• [THE EXERCISE]
Recast every line of the material below as a numbered list, one line per item, leaving out any blank lines.

_ _ _ _ _ _ _

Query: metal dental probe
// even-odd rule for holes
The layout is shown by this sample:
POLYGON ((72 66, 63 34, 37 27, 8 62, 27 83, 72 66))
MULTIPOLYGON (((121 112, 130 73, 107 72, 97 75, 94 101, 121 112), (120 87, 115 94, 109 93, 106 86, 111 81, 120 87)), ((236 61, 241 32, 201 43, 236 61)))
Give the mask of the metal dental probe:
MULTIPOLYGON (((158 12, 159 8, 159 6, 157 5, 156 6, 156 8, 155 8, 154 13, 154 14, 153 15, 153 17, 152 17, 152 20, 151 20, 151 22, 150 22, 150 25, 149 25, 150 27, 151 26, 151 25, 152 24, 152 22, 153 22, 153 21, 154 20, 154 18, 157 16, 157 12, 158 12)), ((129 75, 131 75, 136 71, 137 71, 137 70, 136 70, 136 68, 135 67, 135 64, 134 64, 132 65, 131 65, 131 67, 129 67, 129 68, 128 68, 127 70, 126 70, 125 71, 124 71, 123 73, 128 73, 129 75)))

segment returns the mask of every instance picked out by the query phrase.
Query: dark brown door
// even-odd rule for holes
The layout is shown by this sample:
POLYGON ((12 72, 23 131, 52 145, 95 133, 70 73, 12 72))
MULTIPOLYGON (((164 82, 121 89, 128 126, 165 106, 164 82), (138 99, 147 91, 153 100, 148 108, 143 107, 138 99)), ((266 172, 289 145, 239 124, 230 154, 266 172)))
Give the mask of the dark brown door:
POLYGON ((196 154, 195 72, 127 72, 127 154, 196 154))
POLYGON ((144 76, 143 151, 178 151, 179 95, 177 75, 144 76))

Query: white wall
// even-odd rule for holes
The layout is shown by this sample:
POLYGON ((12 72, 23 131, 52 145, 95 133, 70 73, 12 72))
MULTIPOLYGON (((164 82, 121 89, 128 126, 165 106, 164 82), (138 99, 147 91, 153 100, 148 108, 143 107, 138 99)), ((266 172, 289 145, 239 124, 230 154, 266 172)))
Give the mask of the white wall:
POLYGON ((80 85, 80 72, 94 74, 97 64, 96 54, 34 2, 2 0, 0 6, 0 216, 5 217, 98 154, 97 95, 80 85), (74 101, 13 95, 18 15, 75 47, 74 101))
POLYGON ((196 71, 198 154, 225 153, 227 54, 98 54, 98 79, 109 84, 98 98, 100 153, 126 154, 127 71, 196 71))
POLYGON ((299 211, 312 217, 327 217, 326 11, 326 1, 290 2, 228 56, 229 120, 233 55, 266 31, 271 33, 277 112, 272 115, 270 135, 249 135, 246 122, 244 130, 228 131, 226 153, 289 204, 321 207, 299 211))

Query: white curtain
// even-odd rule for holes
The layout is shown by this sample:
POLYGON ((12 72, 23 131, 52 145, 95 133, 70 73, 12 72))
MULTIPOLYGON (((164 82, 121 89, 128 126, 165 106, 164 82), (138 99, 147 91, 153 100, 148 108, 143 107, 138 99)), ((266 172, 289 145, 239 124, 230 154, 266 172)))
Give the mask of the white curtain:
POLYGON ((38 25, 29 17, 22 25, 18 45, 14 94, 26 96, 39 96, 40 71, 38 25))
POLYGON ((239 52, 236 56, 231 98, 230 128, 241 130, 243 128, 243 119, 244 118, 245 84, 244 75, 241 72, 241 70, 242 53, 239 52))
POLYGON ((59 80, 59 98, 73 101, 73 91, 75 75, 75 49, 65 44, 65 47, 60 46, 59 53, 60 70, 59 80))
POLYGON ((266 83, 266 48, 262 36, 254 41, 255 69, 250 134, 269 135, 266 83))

_ _ _ _ _ _ _

• [SOLUTION]
1. Query: metal dental probe
2. // even-odd rule for holes
3. The layout is shown by this sample:
4. POLYGON ((72 66, 63 34, 37 27, 8 62, 27 83, 72 66))
5. MULTIPOLYGON (((121 112, 130 73, 107 72, 97 75, 94 101, 121 112), (120 87, 115 94, 109 93, 106 86, 111 81, 120 87)), ((236 61, 241 32, 201 43, 236 61)))
6. Give the mask of the metal dental probe:
7. MULTIPOLYGON (((158 12, 159 8, 159 6, 157 5, 156 6, 156 8, 155 8, 154 13, 154 14, 153 15, 153 17, 152 17, 152 20, 151 20, 151 22, 150 22, 150 25, 149 25, 150 27, 151 26, 151 25, 152 24, 152 22, 153 22, 153 21, 154 20, 154 18, 157 16, 157 12, 158 12)), ((129 75, 131 75, 136 71, 137 71, 137 70, 136 70, 136 68, 135 67, 135 64, 134 64, 132 65, 131 65, 131 67, 129 67, 129 68, 128 68, 127 70, 126 70, 125 71, 124 71, 123 73, 128 73, 129 75)))
8. segment returns the mask of every instance picked out by the query phrase.
9. Query: dark brown door
10. // even-odd rule for holes
11. The layout is shown by this sample:
12. POLYGON ((12 72, 23 131, 52 145, 95 133, 70 73, 12 72))
13. MULTIPOLYGON (((164 82, 121 89, 128 126, 165 106, 164 82), (138 99, 147 91, 153 100, 148 108, 143 107, 138 99)), ((266 172, 289 145, 239 124, 230 154, 266 172)))
14. Give the mask of the dark brown door:
15. POLYGON ((196 154, 195 72, 127 72, 127 154, 196 154))
16. POLYGON ((144 76, 143 151, 178 151, 179 95, 177 75, 144 76))
17. Query: white wall
18. // even-odd rule for holes
19. The layout is shown by this sample:
20. POLYGON ((12 72, 23 131, 52 145, 95 133, 70 73, 12 72))
21. MULTIPOLYGON (((164 82, 121 89, 128 126, 165 106, 164 82), (138 99, 147 91, 153 100, 148 108, 143 107, 138 99)), ((266 172, 289 145, 239 124, 230 154, 266 172)))
22. Give the mask of the white wall:
23. POLYGON ((80 85, 80 72, 94 74, 97 64, 96 54, 34 2, 2 0, 0 6, 0 216, 5 217, 98 154, 97 95, 80 85), (74 101, 13 95, 18 15, 75 47, 74 101))
24. POLYGON ((196 71, 198 154, 225 153, 227 54, 98 54, 98 79, 109 84, 98 98, 100 153, 126 154, 127 71, 196 71))
25. POLYGON ((299 211, 312 217, 327 217, 326 11, 326 1, 290 2, 228 56, 229 120, 233 55, 266 31, 271 33, 277 112, 272 115, 270 135, 249 135, 246 122, 244 130, 228 131, 226 153, 289 204, 321 207, 299 211))
26. Query: white curtain
27. // even-odd rule for holes
28. The layout is shown by this sample:
29. POLYGON ((12 72, 23 131, 52 145, 95 133, 70 73, 12 72))
30. MULTIPOLYGON (((164 82, 121 89, 128 126, 165 106, 164 82), (138 99, 147 91, 153 100, 148 108, 143 107, 138 99)), ((266 172, 289 145, 239 124, 230 154, 266 172)))
31. Give the mask of the white curtain:
32. POLYGON ((38 25, 29 17, 22 25, 18 45, 14 94, 26 96, 39 96, 40 71, 38 25))
33. POLYGON ((239 52, 236 56, 231 98, 230 128, 241 130, 243 128, 243 119, 244 118, 245 84, 244 75, 241 72, 241 70, 242 53, 239 52))
34. POLYGON ((59 80, 59 98, 73 101, 73 91, 75 75, 75 49, 65 44, 65 47, 60 46, 59 53, 60 70, 59 80))
35. POLYGON ((266 83, 266 48, 262 36, 254 41, 255 69, 250 134, 269 135, 266 83))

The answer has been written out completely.